═══ Input records ═══

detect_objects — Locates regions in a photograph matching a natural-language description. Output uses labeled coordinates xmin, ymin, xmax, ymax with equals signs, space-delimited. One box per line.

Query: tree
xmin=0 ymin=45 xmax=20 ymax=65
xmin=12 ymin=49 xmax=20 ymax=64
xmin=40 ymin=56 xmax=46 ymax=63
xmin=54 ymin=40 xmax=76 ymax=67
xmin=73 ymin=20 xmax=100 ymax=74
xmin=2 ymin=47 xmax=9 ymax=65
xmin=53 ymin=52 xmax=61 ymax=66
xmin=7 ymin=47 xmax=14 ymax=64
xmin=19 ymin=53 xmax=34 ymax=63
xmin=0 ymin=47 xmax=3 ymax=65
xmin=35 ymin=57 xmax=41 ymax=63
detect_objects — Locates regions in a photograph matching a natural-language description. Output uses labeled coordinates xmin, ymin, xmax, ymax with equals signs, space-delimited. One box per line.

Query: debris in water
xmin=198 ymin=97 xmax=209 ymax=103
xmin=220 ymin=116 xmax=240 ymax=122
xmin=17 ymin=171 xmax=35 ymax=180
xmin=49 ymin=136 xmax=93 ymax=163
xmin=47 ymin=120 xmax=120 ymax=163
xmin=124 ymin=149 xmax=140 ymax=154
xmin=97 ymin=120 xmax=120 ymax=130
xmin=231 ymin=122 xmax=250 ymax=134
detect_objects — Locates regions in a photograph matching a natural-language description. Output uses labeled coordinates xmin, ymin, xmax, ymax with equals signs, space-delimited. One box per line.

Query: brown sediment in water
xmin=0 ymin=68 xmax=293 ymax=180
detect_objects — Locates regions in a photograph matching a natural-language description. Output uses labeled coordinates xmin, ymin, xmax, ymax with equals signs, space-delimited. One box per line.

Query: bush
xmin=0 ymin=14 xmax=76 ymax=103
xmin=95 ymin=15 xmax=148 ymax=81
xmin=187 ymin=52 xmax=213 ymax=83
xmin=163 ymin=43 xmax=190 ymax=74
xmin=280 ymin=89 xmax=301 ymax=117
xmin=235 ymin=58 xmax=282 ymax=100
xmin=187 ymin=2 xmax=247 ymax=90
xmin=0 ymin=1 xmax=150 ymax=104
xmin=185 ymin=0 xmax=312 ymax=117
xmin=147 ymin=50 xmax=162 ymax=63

═══

• [What you are asked to do]: Exact copies of every record are required, so retype them in full.

• [Answer below]:
detect_objects — Locates regions in a photograph matching a natural-language description. Output uses labeled coordinates xmin, ymin, xmax, ymax with equals signs, space-delimited. One box per line.

Query: tree
xmin=0 ymin=45 xmax=20 ymax=65
xmin=12 ymin=49 xmax=20 ymax=64
xmin=40 ymin=56 xmax=46 ymax=63
xmin=54 ymin=40 xmax=76 ymax=67
xmin=73 ymin=20 xmax=100 ymax=74
xmin=2 ymin=47 xmax=9 ymax=65
xmin=53 ymin=52 xmax=61 ymax=66
xmin=7 ymin=47 xmax=14 ymax=64
xmin=19 ymin=53 xmax=34 ymax=63
xmin=0 ymin=47 xmax=3 ymax=65
xmin=35 ymin=57 xmax=41 ymax=63
detect_objects — Locates regions in a photograph matching a natural-language description. Output uses labeled coordinates xmin, ymin, xmax, ymax with equals signs, space-delimited. One box per line.

Query: debris in water
xmin=198 ymin=97 xmax=209 ymax=103
xmin=220 ymin=116 xmax=240 ymax=122
xmin=17 ymin=171 xmax=35 ymax=180
xmin=49 ymin=136 xmax=93 ymax=163
xmin=47 ymin=120 xmax=120 ymax=163
xmin=124 ymin=149 xmax=140 ymax=154
xmin=97 ymin=120 xmax=120 ymax=130
xmin=231 ymin=122 xmax=250 ymax=134
detect_objects — Locates regions in a photograph matching a natural-language description. Output uses labeled coordinates xmin, ymin, xmax, ymax with equals signs, space-delimited. One box per line.

Query: brown sediment in water
xmin=0 ymin=68 xmax=293 ymax=180
detect_objects — Locates regions in a photograph matching a natural-language description. Output uses labeled coordinates xmin, ymin, xmax, ymax with equals signs, space-delimited. One box per line.

Query: bush
xmin=0 ymin=14 xmax=76 ymax=103
xmin=95 ymin=15 xmax=148 ymax=81
xmin=187 ymin=52 xmax=213 ymax=83
xmin=163 ymin=43 xmax=190 ymax=74
xmin=280 ymin=89 xmax=301 ymax=117
xmin=235 ymin=58 xmax=282 ymax=100
xmin=187 ymin=2 xmax=247 ymax=90
xmin=0 ymin=1 xmax=150 ymax=104
xmin=185 ymin=0 xmax=312 ymax=117
xmin=147 ymin=50 xmax=162 ymax=63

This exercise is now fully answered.